▶ [Task details] Convert the data into a Markdown table with the columns Number and Line, one row per line, starting with the line containing "Locate the bird's neck" and going on through the line containing "pixel 95 204". Include both of those lines and leave out any blank lines.
——
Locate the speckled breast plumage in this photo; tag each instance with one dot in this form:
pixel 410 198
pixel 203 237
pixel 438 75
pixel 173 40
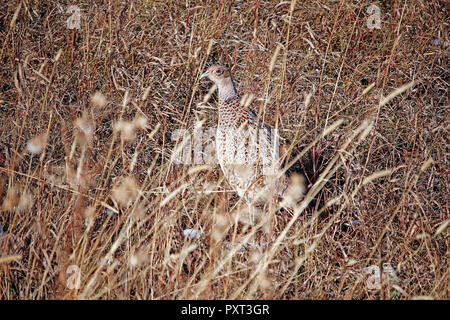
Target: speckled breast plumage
pixel 247 152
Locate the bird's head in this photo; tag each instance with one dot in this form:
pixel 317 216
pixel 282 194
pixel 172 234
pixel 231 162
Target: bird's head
pixel 218 74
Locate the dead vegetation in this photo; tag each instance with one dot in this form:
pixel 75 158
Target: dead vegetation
pixel 94 205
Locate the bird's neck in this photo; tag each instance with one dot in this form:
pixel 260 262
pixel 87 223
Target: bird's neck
pixel 227 91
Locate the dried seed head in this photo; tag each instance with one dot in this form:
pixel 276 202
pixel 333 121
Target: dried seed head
pixel 37 144
pixel 126 130
pixel 89 212
pixel 140 123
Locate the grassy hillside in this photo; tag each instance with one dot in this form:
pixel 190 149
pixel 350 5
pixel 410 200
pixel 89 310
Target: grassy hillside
pixel 94 203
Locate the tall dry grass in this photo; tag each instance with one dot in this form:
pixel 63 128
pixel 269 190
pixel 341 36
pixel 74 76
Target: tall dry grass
pixel 90 187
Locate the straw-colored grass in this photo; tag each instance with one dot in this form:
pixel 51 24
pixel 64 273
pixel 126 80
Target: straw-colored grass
pixel 95 204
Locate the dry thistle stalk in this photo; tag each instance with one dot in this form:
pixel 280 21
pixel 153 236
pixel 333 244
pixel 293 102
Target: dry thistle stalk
pixel 37 144
pixel 26 201
pixel 12 199
pixel 98 100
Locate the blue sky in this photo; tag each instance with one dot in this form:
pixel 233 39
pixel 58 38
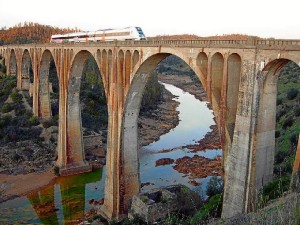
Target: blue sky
pixel 264 18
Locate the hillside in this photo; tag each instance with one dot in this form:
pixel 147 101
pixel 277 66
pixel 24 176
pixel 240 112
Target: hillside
pixel 196 37
pixel 29 32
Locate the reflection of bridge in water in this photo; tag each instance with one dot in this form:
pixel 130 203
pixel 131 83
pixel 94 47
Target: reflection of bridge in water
pixel 239 77
pixel 71 198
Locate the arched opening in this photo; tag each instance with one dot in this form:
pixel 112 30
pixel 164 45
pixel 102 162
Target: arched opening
pixel 233 82
pixel 277 127
pixel 27 73
pixel 48 88
pixel 127 77
pixel 217 64
pixel 202 63
pixel 133 139
pixel 135 58
pixel 87 111
pixel 13 63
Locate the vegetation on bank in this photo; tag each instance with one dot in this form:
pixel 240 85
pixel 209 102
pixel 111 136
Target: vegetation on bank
pixel 286 134
pixel 29 32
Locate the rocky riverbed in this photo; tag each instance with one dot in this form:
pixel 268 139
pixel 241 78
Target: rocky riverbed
pixel 29 159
——
▶ [Finished task]
| Number | Line |
|---|---|
| 1 | Locate the bird's neck in this photo; tag each instance with one dot in this form: |
| 2 | pixel 260 262 |
| 3 | pixel 87 223 |
| 4 | Target: bird's neck |
| 5 | pixel 227 91 |
| 6 | Locate the dried seed head in this photo; tag each instance with one dot in this form: |
| 7 | pixel 276 202 |
| 8 | pixel 333 121 |
| 9 | Target: dried seed head |
| 10 | pixel 37 144 |
| 11 | pixel 126 130 |
| 12 | pixel 89 212 |
| 13 | pixel 140 123 |
| 14 | Locate the grassy hillside in this photo; tag each instance with one dot in this form: |
| 15 | pixel 190 149 |
| 16 | pixel 350 5 |
| 17 | pixel 410 200 |
| 18 | pixel 89 310 |
| 19 | Target: grassy hillside |
| 20 | pixel 94 203 |
| 21 | Locate the tall dry grass in this photo; tag each instance with one dot in this form: |
| 22 | pixel 63 128 |
| 23 | pixel 269 190 |
| 24 | pixel 341 36 |
| 25 | pixel 74 76 |
| 26 | Target: tall dry grass |
| 27 | pixel 90 187 |
| 28 | Locate the straw-colored grass in this photo; tag each instance with one dot in this form: |
| 29 | pixel 51 24 |
| 30 | pixel 64 273 |
| 31 | pixel 126 80 |
| 32 | Target: straw-colored grass |
| 33 | pixel 95 204 |